Task to complete: Count the lines in the records below that contain the word "cabinet". Reply with only the number.

:: Stored rows

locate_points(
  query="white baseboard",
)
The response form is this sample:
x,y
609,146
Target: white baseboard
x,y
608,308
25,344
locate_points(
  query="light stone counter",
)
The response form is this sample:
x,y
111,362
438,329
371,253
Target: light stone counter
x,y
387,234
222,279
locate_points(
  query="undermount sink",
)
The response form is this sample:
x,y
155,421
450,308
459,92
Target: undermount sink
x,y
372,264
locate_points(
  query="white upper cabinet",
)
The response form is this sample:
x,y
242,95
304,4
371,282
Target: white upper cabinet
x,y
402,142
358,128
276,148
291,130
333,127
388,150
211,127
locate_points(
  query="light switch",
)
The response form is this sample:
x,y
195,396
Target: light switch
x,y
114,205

::::
:: Stored rows

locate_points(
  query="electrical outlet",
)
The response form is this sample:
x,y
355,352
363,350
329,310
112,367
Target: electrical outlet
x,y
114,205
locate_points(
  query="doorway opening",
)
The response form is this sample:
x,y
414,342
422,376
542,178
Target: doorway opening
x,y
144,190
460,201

::::

Answer to the problem: 2